▸ **Task to carry out**
Leaving out every picture, quote the data below exactly as it appears.

[Pointing dataset excerpts]
--- BEGIN ---

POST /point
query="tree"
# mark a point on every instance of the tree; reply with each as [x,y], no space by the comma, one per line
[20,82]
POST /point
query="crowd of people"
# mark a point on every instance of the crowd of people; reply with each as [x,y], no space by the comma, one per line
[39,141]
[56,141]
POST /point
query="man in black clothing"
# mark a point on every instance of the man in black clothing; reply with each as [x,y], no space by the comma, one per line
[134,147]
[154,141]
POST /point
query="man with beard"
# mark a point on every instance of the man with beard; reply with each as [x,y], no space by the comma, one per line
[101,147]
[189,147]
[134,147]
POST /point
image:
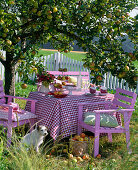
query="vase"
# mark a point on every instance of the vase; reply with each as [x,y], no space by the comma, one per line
[44,89]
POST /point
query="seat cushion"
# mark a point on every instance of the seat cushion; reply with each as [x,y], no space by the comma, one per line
[23,115]
[106,120]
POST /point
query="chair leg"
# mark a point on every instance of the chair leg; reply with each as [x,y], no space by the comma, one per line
[9,135]
[128,141]
[110,137]
[32,122]
[79,129]
[96,144]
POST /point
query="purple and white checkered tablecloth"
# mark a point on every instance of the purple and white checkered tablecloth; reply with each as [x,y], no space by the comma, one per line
[60,115]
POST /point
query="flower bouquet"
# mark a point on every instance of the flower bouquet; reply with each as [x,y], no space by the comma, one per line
[45,79]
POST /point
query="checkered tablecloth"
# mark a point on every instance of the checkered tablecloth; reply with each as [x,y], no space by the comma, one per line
[61,115]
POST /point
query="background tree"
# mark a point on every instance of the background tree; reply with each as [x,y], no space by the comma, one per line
[25,24]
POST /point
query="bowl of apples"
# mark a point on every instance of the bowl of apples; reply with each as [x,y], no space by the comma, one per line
[59,94]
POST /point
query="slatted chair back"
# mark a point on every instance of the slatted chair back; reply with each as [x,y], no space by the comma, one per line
[123,103]
[124,99]
[12,116]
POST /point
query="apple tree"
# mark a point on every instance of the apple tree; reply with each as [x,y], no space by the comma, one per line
[98,26]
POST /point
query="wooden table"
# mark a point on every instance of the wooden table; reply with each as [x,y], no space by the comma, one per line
[60,115]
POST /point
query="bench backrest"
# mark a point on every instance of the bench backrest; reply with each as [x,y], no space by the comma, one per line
[84,74]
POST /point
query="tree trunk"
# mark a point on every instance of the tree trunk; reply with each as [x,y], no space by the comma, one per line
[9,76]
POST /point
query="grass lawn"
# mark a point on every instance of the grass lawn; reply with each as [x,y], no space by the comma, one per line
[113,155]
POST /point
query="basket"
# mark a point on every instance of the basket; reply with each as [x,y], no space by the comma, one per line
[78,148]
[60,96]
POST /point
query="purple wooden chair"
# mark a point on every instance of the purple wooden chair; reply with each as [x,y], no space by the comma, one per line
[11,116]
[123,103]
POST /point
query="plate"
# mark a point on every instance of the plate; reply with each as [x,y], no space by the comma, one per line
[60,96]
[103,94]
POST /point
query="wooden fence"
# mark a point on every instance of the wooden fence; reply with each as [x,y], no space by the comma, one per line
[55,61]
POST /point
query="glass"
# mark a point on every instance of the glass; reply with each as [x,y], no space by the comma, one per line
[85,85]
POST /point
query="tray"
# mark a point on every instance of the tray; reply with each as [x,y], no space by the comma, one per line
[60,96]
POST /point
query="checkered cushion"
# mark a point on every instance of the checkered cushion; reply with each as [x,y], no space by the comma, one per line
[15,115]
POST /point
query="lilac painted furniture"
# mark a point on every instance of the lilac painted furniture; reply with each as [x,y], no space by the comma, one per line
[121,99]
[10,118]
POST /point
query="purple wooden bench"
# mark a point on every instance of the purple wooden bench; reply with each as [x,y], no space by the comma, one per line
[124,99]
[11,118]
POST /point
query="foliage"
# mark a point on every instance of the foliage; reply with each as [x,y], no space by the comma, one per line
[27,69]
[99,27]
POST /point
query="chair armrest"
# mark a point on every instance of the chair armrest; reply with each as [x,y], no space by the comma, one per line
[33,101]
[94,103]
[22,98]
[6,105]
[114,110]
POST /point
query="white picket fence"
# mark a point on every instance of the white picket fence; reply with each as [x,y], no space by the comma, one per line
[55,61]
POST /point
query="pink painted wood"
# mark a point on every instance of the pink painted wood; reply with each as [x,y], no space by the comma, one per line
[7,118]
[110,108]
[84,74]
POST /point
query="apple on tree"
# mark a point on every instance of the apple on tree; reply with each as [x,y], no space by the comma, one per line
[24,86]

--- END ---

▸ **Output for this exercise**
POST /point
query="tree"
# mark a point on every instance of the tree; reply with each as [x,y], no space by the comma, one per line
[20,82]
POST /point
query="crowd of people"
# mark a point on every instance of the crowd of people; reply with each as [x,y], no space by the comma, one per line
[39,141]
[56,141]
POST /point
query="man in black clothing"
# mark a point on every instance of the man in black clothing; reply with each as [x,y], no space by the comma, one per line
[134,147]
[154,141]
POST /point
query="man with beard"
# mark a point on every instance of the man with beard; reply with each as [x,y], no space by the comma, one per line
[101,147]
[189,147]
[134,147]
POST /point
image:
query="vase"
# mark a point on every instance of the vase; reply with each as [x,y], no space by the comma, one per line
[44,89]
POST /point
query="seat cushion"
# mark a point on every instance of the seat cushion; reply with each as [x,y], no space by the comma, one per line
[23,115]
[106,120]
POST /point
query="chair leg"
# mark a point on every instance of the chair leg; reply with each as [x,y], no space by the comma, one per line
[9,135]
[128,141]
[110,137]
[32,122]
[79,129]
[96,144]
POST /point
query="purple and white checkered tablecloth"
# mark a point on every instance of the purple and white checkered tablecloth; reply with each as [x,y], no space by the comma, one per line
[60,115]
POST /point
query="flower bouquet"
# mark a point on every instance of the flower bouquet; reply with each as [x,y], no space by the comma, one per line
[45,79]
POST /point
query="checkered tablecloth"
# mark a point on every instance of the checkered tablecloth; reply with each as [x,y], no space by the comma, one per line
[61,115]
POST /point
query="background tree"
# mark a point on every instance of the background tree; reply with each as [x,y], no space by the comma, one per line
[25,24]
POST /point
query="bowl of apples"
# mark a point on every instance of the bowl of apples; reply with each as [x,y], no space by the comma, one per line
[59,94]
POST /point
query="slatted chair back"
# mark a point on every instance of the slatted chair back; reply with each as [x,y], no space by the comma, one per line
[123,103]
[124,99]
[12,116]
POST /point
query="apple tree"
# mark a point on every instance of the apple tree; reply with each as [x,y], no space by the comma, one per line
[98,26]
POST /point
query="wooden table"
# mark a point on every instance of the wooden table; reply with each as [x,y], no space by the comma, one per line
[60,115]
POST /point
query="bench backrest"
# mark a point on every instance of the bench backrest; reply with each as [x,y], no space by the comma, one per line
[84,74]
POST /point
query="tree trunk"
# mark a point on every instance of the tree trunk; reply with each as [x,y], no space by the comma, one per line
[9,76]
POST /point
query="grass lawn"
# mark a point on every instance of the grass lawn; reply with each as [x,y], no space by the comma, one per line
[113,155]
POST /point
query="basket"
# mark a point on every instance of the basket; reply with each as [x,y], no space by the comma, one per line
[78,148]
[60,96]
POST /point
query="purple wooden chair"
# mark a point on every instance of the purple wooden chair; reply with each as [x,y], no space by the comma, one per line
[11,116]
[123,103]
POST /point
query="plate"
# mark a point on every instance of the plate; reply with each as [x,y], no space by the comma, one per line
[60,96]
[103,94]
POST /point
query="wooden fence"
# mark a point on every instance of the wooden fence; reply with each as [x,y], no space by the comma, one per line
[55,61]
POST /point
query="glass"
# mark a point on every instance of the glass; reply with each as [x,y], no space by the comma, one per line
[85,85]
POST /point
query="tray"
# mark a point on every instance of the tray; reply with each as [x,y], no space by the comma, one per line
[60,96]
POST /point
query="checkered cushion"
# mark a point on every instance of the checkered cushion; reply with each as [x,y], no space by the comma, one per line
[15,115]
POST /point
query="lilac painted furniture"
# mark a point on every instance of the lilac painted furniture; reply with each as [x,y], no space by the comma, one per line
[121,99]
[10,118]
POST /point
query="purple wooden bench"
# mark a point on every instance of the purple wooden bench; reply with each as [x,y], no space by the comma, one per line
[124,99]
[11,118]
POST /point
query="foliage"
# mark a point on every instance of the foliage; reply with each as [x,y], no space by the comma, one per line
[27,69]
[99,27]
POST /point
query="chair armrest"
# mark a point on every instance of the chair armrest; reply with each as [x,y], no space by the comma, one per line
[33,101]
[94,103]
[22,98]
[6,105]
[114,110]
POST /point
query="white picket fence"
# mark a point on every instance of the white picket fence; reply with each as [x,y], no space by the comma, one per line
[55,61]
POST /point
query="pink painted wood"
# mark a point on every instance of the pink painted wood; reply with each as [x,y], no space by the comma, one per line
[7,118]
[110,108]
[84,74]
POST /point
query="apple on tree"
# mark a point on every instance of the apple on tree; reply with each as [x,y], no space by the comma, one per line
[24,86]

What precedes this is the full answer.